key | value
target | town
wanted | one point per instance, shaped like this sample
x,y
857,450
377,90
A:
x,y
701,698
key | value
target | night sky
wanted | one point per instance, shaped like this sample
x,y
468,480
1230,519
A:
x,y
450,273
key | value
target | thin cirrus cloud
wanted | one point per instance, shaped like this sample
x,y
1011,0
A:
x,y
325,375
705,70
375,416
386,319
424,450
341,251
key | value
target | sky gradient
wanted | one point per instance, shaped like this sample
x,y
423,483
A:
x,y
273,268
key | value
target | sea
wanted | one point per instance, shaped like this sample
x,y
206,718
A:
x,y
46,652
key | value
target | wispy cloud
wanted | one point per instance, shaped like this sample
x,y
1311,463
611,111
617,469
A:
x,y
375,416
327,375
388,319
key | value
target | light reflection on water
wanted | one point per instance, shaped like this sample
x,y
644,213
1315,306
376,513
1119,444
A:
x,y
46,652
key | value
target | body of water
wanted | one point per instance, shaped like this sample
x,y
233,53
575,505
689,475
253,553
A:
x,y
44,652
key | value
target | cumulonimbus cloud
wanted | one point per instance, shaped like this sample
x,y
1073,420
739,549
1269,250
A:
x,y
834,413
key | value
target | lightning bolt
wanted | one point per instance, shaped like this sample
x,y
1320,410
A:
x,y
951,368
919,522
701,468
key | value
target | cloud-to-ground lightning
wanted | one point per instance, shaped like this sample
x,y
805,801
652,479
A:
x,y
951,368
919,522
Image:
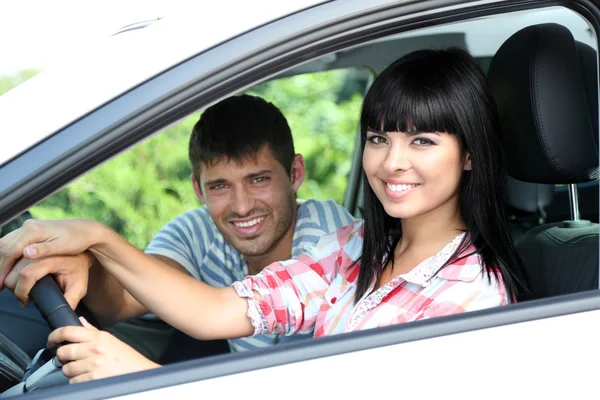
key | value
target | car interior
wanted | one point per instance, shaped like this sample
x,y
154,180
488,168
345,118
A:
x,y
544,77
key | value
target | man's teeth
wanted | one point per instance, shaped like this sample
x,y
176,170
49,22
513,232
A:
x,y
400,188
249,223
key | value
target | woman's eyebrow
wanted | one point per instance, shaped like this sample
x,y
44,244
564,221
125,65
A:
x,y
412,132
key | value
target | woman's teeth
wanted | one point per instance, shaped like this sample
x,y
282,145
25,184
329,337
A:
x,y
400,188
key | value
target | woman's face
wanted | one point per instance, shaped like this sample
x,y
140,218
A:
x,y
414,173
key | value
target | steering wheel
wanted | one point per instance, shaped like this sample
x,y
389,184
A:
x,y
45,370
52,304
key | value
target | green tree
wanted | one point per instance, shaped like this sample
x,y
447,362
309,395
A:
x,y
139,191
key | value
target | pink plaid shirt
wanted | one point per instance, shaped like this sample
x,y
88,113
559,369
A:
x,y
316,291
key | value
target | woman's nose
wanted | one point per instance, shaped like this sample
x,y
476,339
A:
x,y
396,158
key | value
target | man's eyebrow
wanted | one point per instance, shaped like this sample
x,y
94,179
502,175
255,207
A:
x,y
212,182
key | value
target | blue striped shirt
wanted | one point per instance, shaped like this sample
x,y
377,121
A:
x,y
193,240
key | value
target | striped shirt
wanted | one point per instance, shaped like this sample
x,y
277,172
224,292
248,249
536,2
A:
x,y
315,293
193,240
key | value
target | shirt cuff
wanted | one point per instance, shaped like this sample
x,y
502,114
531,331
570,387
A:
x,y
254,312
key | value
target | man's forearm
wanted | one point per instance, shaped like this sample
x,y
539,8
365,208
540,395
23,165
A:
x,y
167,292
107,299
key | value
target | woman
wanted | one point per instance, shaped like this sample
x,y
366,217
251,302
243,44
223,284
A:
x,y
434,240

Task instructions - Every line above should be repeated exactly; pictures stay out of the copy.

Exercise response -
key | value
target | town
wanted | one point per instance, shaped like this sample
x,y
857,450
377,90
A:
x,y
701,698
key | value
target | night sky
wanted | one point per instance, shaped like this sample
x,y
468,480
1230,519
A:
x,y
450,273
key | value
target | thin cirrus cloud
wanted | one point per instance, shaped like this sample
x,y
1011,0
A:
x,y
325,375
705,70
375,416
386,319
424,450
341,251
key | value
target | sky gradient
wanted | one point per instance, shaped like this sample
x,y
423,483
A:
x,y
273,268
key | value
target | sea
wanted | one point per instance, shaped like this sample
x,y
206,718
A:
x,y
46,652
key | value
target | wispy cloud
wanted | one point per instance, shaped like this sample
x,y
1311,463
611,111
617,469
A:
x,y
375,416
327,375
388,319
key | value
target | light reflection on water
wanted | one point per instance, shaped like this sample
x,y
644,213
1315,306
376,513
1119,444
A:
x,y
46,652
key | value
target | body of water
wanted | one point per instance, shaped like this sample
x,y
233,53
575,505
689,475
253,553
A:
x,y
44,652
key | value
target | cumulonimbus cloud
wanted | one point per instance, shaped like this sample
x,y
1073,420
739,549
1269,250
A:
x,y
834,413
key | value
target | lightning bolt
wanted | one point per instance, shaped like this sample
x,y
1320,410
A:
x,y
951,368
919,522
701,468
key | value
target | cloud-to-ground lightning
wanted | one point per instance, shaped like this sample
x,y
805,801
652,479
A:
x,y
951,368
919,522
Image:
key | value
target | car interior
wanted | one point per instance, shaped like this sample
x,y
154,180
488,168
345,118
A:
x,y
544,77
key | value
target | man's teeth
wanted | one point per instance, shaped like this sample
x,y
176,170
49,22
513,232
A:
x,y
400,188
249,223
key | value
target | woman's eyebrow
wanted | one point per instance, shaped like this sample
x,y
44,244
564,221
125,65
A:
x,y
412,132
key | value
target | woman's teeth
wanted | one point per instance, shaped like this sample
x,y
282,145
25,184
329,337
A:
x,y
400,188
key | value
target | woman's face
wanted | one point per instance, shaped like this sample
x,y
140,218
A:
x,y
414,173
key | value
target | steering wheel
wanted | one point per instance, shaped like this sample
x,y
389,184
A:
x,y
45,370
52,304
key | value
target | green tree
wanted | one point per instance, shaped like this sample
x,y
447,362
309,395
A:
x,y
139,191
key | value
target | pink plaid shirt
wanted | one point per instance, shaped like this sample
x,y
88,113
559,369
A:
x,y
316,291
key | value
target | woman's nose
wanted | one point per instance, shaped like this sample
x,y
476,339
A:
x,y
396,158
key | value
target | man's eyebrow
wanted | one point per instance, shaped like this sample
x,y
94,179
502,175
255,207
A:
x,y
212,182
key | value
target | blue striped shirt
wanted | one point per instance, shaped like this sample
x,y
377,121
A:
x,y
193,240
key | value
target | striped shirt
wanted | one point per instance, shaped like this sample
x,y
277,172
224,292
248,249
536,2
A:
x,y
315,293
193,240
key | value
target | shirt cuff
wanted | one point per instance, shaped like this sample
x,y
502,114
531,331
570,387
A:
x,y
254,312
key | value
target | man's forearm
wanted | one point per instance, shaped like this sample
x,y
539,8
365,208
540,395
23,165
A:
x,y
167,292
107,299
key | value
target | woman
wanted | one point per instance, shaped like this sample
x,y
366,217
251,302
243,44
223,284
A:
x,y
434,240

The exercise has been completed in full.